[GOAL]
Leave out the images; return the rest of the data exactly.

* start ENTRIES SHOWN *

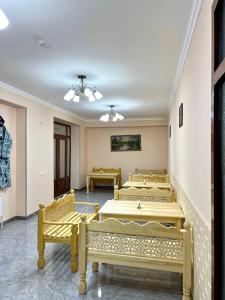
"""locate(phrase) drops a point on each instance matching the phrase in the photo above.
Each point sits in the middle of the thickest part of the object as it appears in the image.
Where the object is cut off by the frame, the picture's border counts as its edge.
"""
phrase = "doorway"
(62, 158)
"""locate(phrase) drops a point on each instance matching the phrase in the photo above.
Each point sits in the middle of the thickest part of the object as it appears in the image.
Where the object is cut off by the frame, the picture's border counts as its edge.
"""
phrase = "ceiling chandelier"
(111, 115)
(82, 89)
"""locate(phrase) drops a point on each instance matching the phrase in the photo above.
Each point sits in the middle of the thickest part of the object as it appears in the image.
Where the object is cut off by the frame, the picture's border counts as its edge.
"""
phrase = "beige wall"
(153, 154)
(39, 135)
(190, 145)
(190, 148)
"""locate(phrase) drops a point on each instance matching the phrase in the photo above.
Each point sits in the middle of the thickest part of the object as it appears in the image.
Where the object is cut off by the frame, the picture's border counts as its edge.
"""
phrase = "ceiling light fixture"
(111, 115)
(4, 22)
(82, 89)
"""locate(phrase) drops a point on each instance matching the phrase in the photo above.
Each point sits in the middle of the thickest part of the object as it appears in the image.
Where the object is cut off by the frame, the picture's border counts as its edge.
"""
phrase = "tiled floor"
(20, 279)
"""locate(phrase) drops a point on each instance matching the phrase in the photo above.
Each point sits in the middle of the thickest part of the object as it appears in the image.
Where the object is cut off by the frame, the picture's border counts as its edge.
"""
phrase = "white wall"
(190, 149)
(153, 153)
(39, 149)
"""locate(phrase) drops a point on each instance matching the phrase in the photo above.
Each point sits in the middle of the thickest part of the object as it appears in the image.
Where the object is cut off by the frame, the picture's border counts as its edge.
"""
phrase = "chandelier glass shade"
(111, 115)
(82, 89)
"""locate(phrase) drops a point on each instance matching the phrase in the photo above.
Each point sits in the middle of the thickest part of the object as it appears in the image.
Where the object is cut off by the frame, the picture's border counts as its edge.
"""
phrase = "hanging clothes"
(5, 148)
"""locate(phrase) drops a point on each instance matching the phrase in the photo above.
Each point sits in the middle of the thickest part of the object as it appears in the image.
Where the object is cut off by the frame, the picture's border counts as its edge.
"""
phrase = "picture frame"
(130, 142)
(181, 121)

* end ENTRIES SHOWN *

[RESPONSE TO THE EXERCISE]
"""locate(phrase) drops a point on each instance matching the phrase in the photo above.
Each point sits in the middle of the thickest part of the object as it appears in the image.
Where the object is cut off by the frame, the picture's border counts as its edge.
"""
phrase = "doorway"
(62, 158)
"""locate(phrase) drops a point on each instance matching the phrase in the photo above.
Each point sits in the middle of the thickest part of the object as it appears in the image.
Where the object is cut off by the frame, the picture's border counts as its edge.
"""
phrase = "ceiling chandelier"
(111, 115)
(82, 89)
"""locate(phrase) drops a point on each instance matching the phrase in the photo above.
Each point sits in the middle of the thickest part of the object as it appears in the image.
Where the object is cut off by the frame, the picture's border counts as its edge.
"""
phrase = "beige wall"
(153, 154)
(39, 135)
(190, 145)
(190, 148)
"""locate(phrase) drops a point on each instance matching the phrase in the photo above.
Each point sits in the middle of the thickest part of the object as it appears in the image.
Where the object is cut off by the frame, the picture's border counts as its edge.
"""
phrase = "ceiling light fixture"
(111, 115)
(4, 22)
(82, 89)
"""locate(phrase) drops a point on each instance matching the phrase in the photo above.
Each point sits in the middle of the thickest part of the object as it appears in the image.
Where the object is cut off by the frame, the picture's border counts as its edge.
"""
phrase = "tiled floor"
(20, 279)
"""locate(phrase) drops a point on each instance matching the phrase in the photo above.
Each point sits in the middle of the thickest part of the object as it appears in the image.
Where the object is cut off by the frame, the picture's border counts as its edge.
"""
phrase = "white wall"
(190, 149)
(153, 153)
(39, 149)
"""locate(phrase) drops a point on each instance matching the phrase in the photo above.
Each point sits in the middle of the thickest part of the object as it appears in the image.
Where the object is cut off by the frame, the picture's border counts as its edge.
"""
phrase = "chandelier glass shade"
(111, 115)
(82, 89)
"""locate(phrase) drops a point on each instance matching the phrase in the photo above.
Each point sits in the middle of the thickest part of the object as it appears in the image.
Where the object is cut off by the frame, the picture's border counts as its edge.
"""
phrase = "hanging clothes"
(5, 148)
"""locate(phrase) drops a point on each instance matching the phrase in the photo above.
Each point sits in the middle of the thickest part of the object as it appears in the image.
Where the object is cut off by the frame, the picture's border counts as its edge.
"""
phrase = "picture frame"
(130, 142)
(181, 121)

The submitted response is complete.